**Requirement**
Go through the entries one line at a time, and gather every line that has the word "wall".

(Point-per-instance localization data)
+--
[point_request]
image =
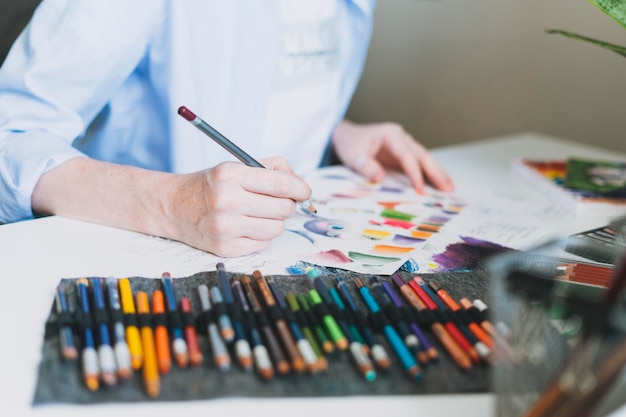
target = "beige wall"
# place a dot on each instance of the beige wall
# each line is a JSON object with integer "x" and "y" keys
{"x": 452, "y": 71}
+--
**Answer**
target = "beige wall"
# place a dot on each instance of the beige wall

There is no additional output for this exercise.